Exactly reproduce the lines from the one holding "the number 2001" through the final line of the listing below, with both ends included and nothing else.

## [DATA FOR THE TASK]
◆ ◆ ◆
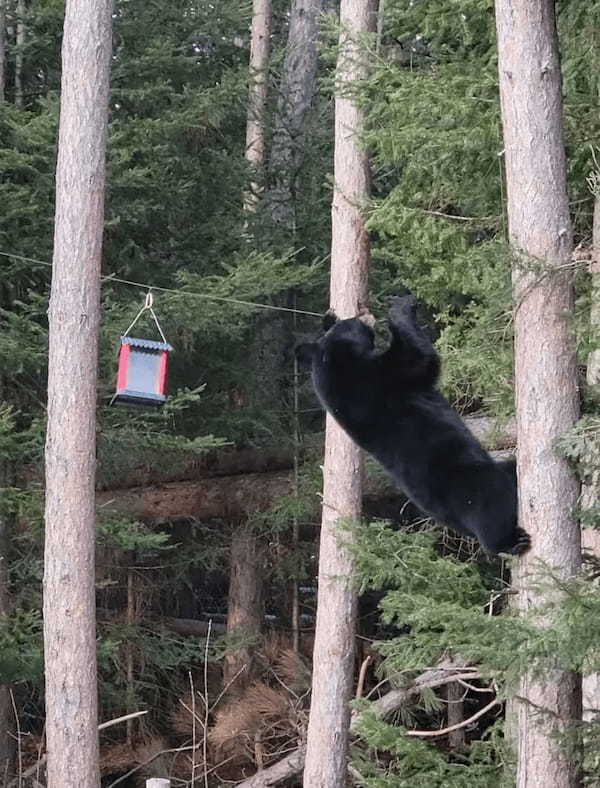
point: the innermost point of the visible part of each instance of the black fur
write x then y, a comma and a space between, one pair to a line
389, 404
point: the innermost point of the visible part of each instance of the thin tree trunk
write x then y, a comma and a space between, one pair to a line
455, 716
2, 50
129, 652
590, 494
7, 725
244, 604
593, 362
257, 98
69, 593
545, 370
296, 94
20, 43
333, 660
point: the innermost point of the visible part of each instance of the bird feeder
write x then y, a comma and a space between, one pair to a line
143, 366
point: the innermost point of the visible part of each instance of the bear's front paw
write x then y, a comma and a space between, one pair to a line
403, 308
329, 319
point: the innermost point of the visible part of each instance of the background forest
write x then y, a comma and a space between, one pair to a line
208, 509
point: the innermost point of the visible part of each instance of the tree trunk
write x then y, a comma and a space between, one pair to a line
244, 604
69, 594
257, 97
20, 43
333, 660
545, 370
455, 716
590, 493
593, 362
7, 725
2, 50
296, 94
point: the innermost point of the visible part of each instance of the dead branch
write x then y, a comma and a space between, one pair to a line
447, 671
463, 724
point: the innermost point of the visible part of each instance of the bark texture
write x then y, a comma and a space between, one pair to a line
296, 94
2, 50
7, 722
593, 363
590, 493
20, 44
69, 594
546, 383
333, 661
244, 604
257, 96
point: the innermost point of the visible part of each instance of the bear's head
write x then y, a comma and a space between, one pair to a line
336, 332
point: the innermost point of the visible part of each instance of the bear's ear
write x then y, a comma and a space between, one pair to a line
329, 319
305, 352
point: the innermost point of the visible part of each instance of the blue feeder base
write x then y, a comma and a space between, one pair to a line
128, 396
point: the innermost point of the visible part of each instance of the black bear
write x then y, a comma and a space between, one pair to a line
387, 401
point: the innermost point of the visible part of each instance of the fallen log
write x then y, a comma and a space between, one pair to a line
180, 466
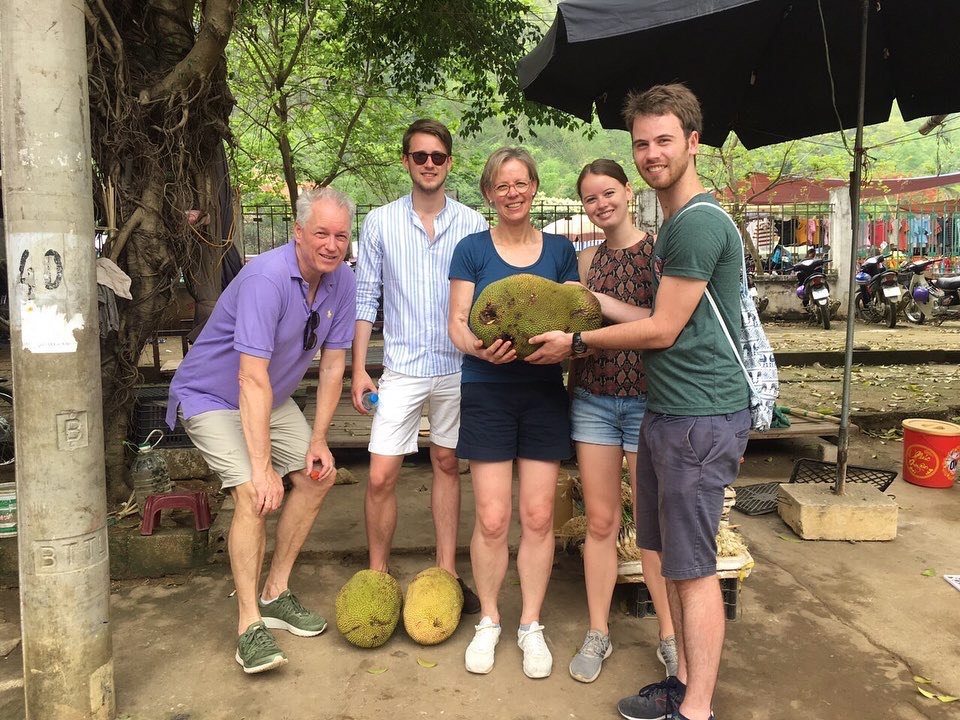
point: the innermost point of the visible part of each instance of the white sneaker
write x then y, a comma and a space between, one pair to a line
537, 660
480, 652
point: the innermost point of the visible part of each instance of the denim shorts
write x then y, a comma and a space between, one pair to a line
606, 419
683, 465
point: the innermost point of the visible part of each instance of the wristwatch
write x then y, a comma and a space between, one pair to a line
578, 346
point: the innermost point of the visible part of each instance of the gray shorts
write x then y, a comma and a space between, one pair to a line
218, 435
683, 465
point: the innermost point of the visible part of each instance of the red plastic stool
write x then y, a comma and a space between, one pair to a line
196, 502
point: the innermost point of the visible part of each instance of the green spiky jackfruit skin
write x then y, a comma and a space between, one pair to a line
519, 307
431, 609
368, 608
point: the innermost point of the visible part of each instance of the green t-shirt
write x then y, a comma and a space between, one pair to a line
699, 374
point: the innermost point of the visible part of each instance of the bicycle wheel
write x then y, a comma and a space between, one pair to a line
6, 428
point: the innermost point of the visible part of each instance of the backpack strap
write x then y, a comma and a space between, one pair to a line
743, 289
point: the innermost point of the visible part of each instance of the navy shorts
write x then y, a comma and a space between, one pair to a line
683, 465
503, 421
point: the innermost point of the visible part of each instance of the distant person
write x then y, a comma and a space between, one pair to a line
405, 251
609, 399
510, 410
697, 421
233, 390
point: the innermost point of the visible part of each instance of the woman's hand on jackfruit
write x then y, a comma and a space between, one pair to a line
555, 346
500, 351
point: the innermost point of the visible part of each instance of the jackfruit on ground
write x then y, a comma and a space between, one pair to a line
368, 608
519, 307
431, 610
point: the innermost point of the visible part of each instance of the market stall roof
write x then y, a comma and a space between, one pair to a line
801, 190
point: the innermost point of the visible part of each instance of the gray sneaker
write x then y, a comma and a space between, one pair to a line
596, 648
257, 651
667, 654
286, 613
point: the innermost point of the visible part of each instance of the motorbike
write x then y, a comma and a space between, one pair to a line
937, 300
878, 292
759, 302
813, 289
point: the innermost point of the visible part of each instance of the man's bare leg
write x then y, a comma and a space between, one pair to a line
445, 505
701, 628
380, 508
300, 508
246, 544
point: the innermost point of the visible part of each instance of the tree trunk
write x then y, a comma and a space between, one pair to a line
159, 111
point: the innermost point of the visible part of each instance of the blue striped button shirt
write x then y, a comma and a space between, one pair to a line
396, 254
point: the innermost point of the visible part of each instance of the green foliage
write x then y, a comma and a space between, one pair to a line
325, 89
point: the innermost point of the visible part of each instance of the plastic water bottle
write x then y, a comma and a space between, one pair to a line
369, 401
148, 472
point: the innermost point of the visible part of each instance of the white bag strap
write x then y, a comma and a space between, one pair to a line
726, 333
743, 282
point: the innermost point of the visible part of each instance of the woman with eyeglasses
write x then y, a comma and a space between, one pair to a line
609, 399
510, 410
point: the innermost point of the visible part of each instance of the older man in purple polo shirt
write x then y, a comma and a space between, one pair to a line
234, 390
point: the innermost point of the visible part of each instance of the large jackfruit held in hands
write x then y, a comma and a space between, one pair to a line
368, 608
431, 610
521, 306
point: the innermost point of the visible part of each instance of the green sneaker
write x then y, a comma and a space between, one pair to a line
257, 651
286, 613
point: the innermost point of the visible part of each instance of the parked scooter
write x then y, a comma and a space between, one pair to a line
813, 290
878, 294
760, 302
936, 300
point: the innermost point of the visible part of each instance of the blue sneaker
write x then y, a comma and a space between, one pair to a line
657, 701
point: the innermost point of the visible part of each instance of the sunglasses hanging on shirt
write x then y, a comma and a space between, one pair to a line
310, 331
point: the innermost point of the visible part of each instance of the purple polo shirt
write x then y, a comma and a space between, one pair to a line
263, 312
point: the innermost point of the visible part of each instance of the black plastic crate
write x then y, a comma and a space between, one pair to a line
149, 414
640, 604
818, 471
758, 499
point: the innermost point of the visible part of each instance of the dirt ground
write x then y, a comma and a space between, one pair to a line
825, 629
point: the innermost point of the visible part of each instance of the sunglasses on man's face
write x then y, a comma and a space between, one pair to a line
310, 330
420, 157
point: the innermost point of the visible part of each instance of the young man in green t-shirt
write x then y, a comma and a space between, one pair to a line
698, 418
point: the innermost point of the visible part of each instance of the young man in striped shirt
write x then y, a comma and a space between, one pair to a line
405, 249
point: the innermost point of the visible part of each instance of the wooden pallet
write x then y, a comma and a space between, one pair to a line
802, 426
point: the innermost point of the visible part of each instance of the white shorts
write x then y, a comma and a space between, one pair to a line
218, 435
396, 423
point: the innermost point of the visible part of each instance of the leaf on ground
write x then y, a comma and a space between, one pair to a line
936, 696
788, 538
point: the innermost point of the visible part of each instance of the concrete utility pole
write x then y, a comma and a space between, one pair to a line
61, 487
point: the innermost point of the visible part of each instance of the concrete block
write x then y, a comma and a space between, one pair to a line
814, 512
167, 551
184, 463
9, 561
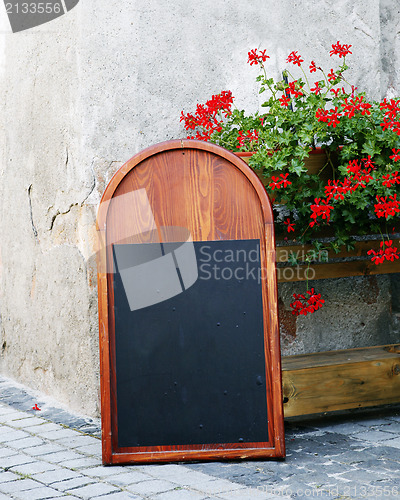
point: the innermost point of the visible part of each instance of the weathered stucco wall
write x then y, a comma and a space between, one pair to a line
85, 92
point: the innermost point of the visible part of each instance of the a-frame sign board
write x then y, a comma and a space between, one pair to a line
189, 338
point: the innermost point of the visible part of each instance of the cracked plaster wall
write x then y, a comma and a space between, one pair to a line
82, 94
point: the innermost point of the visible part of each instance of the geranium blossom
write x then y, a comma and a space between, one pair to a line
289, 225
385, 208
340, 50
294, 58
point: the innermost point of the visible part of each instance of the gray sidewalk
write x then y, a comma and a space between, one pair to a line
54, 454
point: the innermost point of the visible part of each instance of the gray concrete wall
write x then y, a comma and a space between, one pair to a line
82, 94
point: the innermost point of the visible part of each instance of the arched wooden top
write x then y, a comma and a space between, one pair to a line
179, 144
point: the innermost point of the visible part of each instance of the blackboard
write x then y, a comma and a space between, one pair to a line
188, 322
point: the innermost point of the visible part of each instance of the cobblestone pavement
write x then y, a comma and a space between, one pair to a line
52, 453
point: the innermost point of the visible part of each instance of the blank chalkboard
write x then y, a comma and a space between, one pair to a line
189, 337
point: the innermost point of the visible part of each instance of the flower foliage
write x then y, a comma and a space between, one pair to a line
356, 191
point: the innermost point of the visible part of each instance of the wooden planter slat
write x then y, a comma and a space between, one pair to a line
340, 380
336, 270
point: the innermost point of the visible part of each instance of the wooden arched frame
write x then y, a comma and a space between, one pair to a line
216, 196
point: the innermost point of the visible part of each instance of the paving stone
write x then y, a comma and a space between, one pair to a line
78, 440
130, 478
9, 435
374, 436
348, 428
179, 494
13, 487
122, 495
217, 486
59, 433
43, 427
61, 456
91, 449
103, 471
7, 452
44, 449
93, 490
247, 494
192, 478
395, 443
33, 468
9, 417
27, 422
80, 463
54, 476
5, 477
18, 459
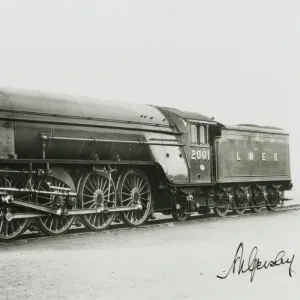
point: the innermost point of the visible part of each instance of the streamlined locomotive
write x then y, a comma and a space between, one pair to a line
67, 159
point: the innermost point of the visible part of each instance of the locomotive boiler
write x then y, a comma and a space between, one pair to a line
67, 159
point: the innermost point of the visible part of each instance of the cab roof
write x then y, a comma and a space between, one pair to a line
188, 116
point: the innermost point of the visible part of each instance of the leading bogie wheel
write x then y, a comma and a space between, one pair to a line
134, 190
12, 228
97, 190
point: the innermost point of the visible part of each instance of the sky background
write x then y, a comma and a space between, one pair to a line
236, 60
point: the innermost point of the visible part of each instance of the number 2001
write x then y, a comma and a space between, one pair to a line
200, 154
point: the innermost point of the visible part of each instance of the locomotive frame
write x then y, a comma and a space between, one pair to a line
57, 169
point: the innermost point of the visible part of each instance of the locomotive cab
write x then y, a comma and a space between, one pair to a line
199, 152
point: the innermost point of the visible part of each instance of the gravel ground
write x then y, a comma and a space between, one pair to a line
178, 261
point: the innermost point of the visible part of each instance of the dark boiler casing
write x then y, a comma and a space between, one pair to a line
72, 124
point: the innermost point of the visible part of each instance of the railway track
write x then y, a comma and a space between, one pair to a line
164, 222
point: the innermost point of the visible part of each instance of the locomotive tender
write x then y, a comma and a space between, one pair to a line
66, 158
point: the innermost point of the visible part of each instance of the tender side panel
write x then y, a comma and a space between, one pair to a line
252, 156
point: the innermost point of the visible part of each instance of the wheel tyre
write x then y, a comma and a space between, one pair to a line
179, 217
91, 185
221, 211
134, 187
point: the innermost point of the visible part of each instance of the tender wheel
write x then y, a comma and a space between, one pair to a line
◆ ◆ ◆
## [FINISHED ANSWER]
point: the innermost point of the visible part of each instance of the number 2001
write x then y, a comma and a space between, one pair to a line
200, 154
point: the innermost point of the visible part of each instance of the locomotive frame
write x then y, a comma and a space between, one pair to a line
57, 169
point: the innermost point of the visible part of each instance of the locomotive cab
write x then y, a comma and a space between, one pair to a line
199, 152
point: the innermost point of the visible part of each instance of the gravel ground
write x then y, a comma and a space between, one pair to a line
178, 261
point: the innermost point of the visible part of each instance of the dark boiler casing
write x then y, a comma and a space between, one pair to a line
72, 124
point: the innermost point of the visible part of each instance of the railway track
write x then y, a comma and a space between, one pair to a line
164, 222
point: the innermost point of the visible part of each instance of the locomotive tender
write x then y, a comma and a space between, one pair to a line
66, 158
point: the innermost point of the visible part of each instance of the tender side panel
write x then y, a comma and a space between, one pair to a line
252, 156
point: the innermost point of the visible part of each instance of the wheel tyre
write x then y, a comma and a space between, one pair to a line
179, 217
91, 185
221, 211
134, 187
point: the innermost point of the visible part of each instance of the tender wheel
write x then y, a comma and a space between, one pair to a line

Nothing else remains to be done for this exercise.